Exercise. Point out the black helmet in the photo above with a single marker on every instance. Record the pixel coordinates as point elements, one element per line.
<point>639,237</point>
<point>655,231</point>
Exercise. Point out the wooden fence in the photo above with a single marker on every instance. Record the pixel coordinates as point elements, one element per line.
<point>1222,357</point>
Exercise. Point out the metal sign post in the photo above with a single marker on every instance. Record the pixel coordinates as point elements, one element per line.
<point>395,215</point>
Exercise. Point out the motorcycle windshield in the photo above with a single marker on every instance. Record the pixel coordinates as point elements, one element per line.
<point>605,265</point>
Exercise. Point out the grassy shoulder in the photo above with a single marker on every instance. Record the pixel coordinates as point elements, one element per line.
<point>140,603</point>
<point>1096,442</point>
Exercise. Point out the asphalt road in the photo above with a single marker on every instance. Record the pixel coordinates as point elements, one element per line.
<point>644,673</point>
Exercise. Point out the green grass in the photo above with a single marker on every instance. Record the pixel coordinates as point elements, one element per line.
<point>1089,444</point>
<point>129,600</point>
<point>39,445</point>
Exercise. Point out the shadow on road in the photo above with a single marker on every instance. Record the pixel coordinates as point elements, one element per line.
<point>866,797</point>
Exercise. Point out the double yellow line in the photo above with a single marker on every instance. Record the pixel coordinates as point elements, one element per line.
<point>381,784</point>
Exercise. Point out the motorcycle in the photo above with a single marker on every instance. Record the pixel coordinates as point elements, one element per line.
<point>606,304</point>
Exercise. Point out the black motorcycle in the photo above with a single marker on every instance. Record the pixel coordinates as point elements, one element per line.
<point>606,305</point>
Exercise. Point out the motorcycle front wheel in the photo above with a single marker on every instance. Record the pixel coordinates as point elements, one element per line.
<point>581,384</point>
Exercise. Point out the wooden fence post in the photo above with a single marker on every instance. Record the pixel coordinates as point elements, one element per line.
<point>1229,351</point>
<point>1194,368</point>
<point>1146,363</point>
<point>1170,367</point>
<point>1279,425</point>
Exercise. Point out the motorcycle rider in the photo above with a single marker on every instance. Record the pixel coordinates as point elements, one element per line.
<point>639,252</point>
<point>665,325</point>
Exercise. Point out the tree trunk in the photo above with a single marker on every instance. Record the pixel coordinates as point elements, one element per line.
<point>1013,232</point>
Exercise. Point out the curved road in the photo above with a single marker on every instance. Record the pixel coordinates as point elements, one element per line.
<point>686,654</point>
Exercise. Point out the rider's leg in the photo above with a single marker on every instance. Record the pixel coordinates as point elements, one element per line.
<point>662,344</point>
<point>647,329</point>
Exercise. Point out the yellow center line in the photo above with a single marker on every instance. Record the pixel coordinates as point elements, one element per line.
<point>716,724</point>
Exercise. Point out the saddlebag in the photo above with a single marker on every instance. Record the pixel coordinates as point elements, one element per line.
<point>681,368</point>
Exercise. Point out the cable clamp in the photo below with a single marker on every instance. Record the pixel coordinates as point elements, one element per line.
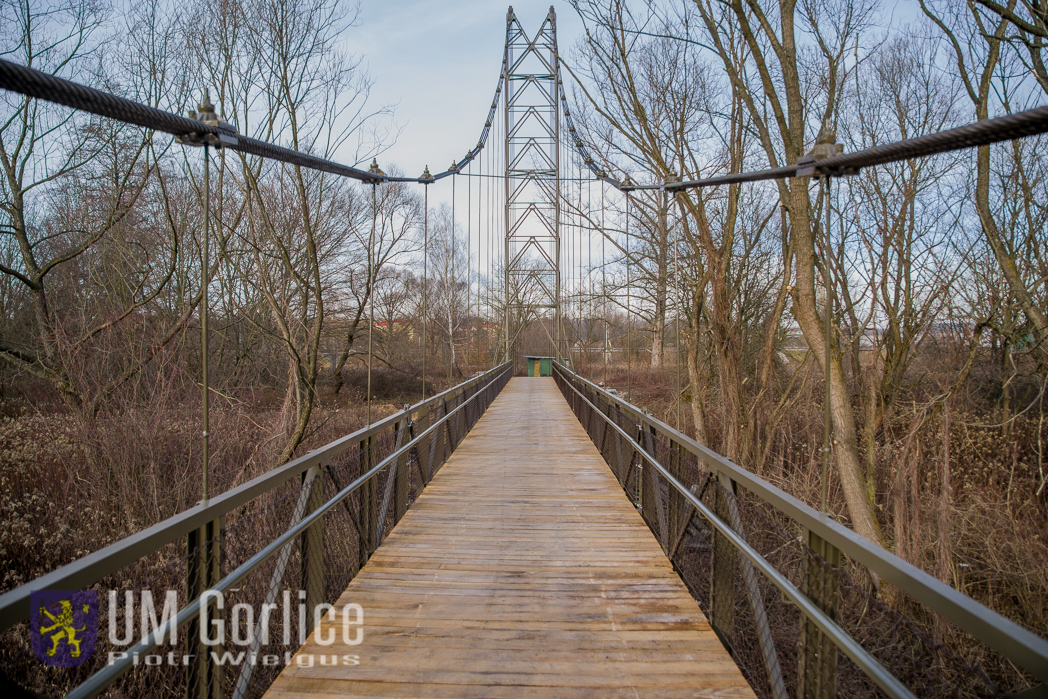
<point>826,147</point>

● ● ● ● ●

> _Set problem_: Starting with the first line of the records and going on through the line with "<point>655,231</point>", write those lines out again with "black helmet" replaced by "red helmet" and nothing else changed.

> _Finished answer_:
Exercise. Point out the red helmet in the photo above with a single marker on every instance. Record the pixel coordinates as point elements, one element per line.
<point>639,237</point>
<point>655,231</point>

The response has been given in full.